WORK REQUEST → Please give, word for word, the line containing "Q: For the paving" and every line that comes after it in the data below.

=== Begin Enclosure ===

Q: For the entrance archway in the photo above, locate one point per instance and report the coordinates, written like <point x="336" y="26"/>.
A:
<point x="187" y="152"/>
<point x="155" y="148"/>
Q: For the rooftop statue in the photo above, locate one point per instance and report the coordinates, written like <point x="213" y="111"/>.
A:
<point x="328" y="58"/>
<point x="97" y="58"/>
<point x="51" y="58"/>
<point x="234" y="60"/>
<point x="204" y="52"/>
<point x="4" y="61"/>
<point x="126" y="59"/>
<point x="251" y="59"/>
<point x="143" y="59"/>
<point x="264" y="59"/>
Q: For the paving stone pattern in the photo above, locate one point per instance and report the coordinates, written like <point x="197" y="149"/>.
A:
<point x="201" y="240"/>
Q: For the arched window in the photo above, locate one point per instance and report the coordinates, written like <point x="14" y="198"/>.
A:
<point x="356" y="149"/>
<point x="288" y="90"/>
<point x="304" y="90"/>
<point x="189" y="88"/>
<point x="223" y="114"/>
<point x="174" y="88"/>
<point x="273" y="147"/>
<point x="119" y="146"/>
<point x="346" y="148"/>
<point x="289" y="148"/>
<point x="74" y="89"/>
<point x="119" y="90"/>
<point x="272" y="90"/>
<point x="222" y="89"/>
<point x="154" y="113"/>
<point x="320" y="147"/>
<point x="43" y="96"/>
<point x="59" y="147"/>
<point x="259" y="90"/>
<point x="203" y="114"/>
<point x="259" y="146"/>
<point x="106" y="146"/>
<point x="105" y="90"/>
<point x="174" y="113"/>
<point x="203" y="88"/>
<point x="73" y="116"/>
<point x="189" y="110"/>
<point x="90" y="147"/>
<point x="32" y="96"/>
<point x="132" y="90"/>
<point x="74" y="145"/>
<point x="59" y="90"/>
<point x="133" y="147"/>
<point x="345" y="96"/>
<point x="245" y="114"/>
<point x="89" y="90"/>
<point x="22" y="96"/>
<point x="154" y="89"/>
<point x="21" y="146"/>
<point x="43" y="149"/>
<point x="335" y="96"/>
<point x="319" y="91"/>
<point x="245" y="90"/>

=== End Enclosure ===

ANSWER SECTION →
Q: For the paving stone pattern in the photo above, locate one point per instance and report the coordinates, written like <point x="197" y="149"/>.
A:
<point x="201" y="240"/>
Q: For the arched window in the photo above, locate one point per instance and report the coordinates, written like <point x="14" y="198"/>.
A:
<point x="356" y="149"/>
<point x="288" y="90"/>
<point x="304" y="90"/>
<point x="189" y="88"/>
<point x="223" y="114"/>
<point x="174" y="88"/>
<point x="273" y="147"/>
<point x="119" y="146"/>
<point x="346" y="148"/>
<point x="289" y="148"/>
<point x="74" y="89"/>
<point x="119" y="90"/>
<point x="272" y="90"/>
<point x="222" y="89"/>
<point x="154" y="113"/>
<point x="320" y="147"/>
<point x="43" y="96"/>
<point x="59" y="147"/>
<point x="259" y="90"/>
<point x="203" y="114"/>
<point x="259" y="146"/>
<point x="106" y="146"/>
<point x="105" y="90"/>
<point x="174" y="113"/>
<point x="203" y="88"/>
<point x="73" y="116"/>
<point x="189" y="110"/>
<point x="90" y="147"/>
<point x="32" y="96"/>
<point x="132" y="90"/>
<point x="74" y="145"/>
<point x="59" y="90"/>
<point x="133" y="147"/>
<point x="345" y="96"/>
<point x="245" y="114"/>
<point x="89" y="90"/>
<point x="22" y="96"/>
<point x="154" y="89"/>
<point x="21" y="146"/>
<point x="43" y="149"/>
<point x="335" y="96"/>
<point x="319" y="91"/>
<point x="245" y="90"/>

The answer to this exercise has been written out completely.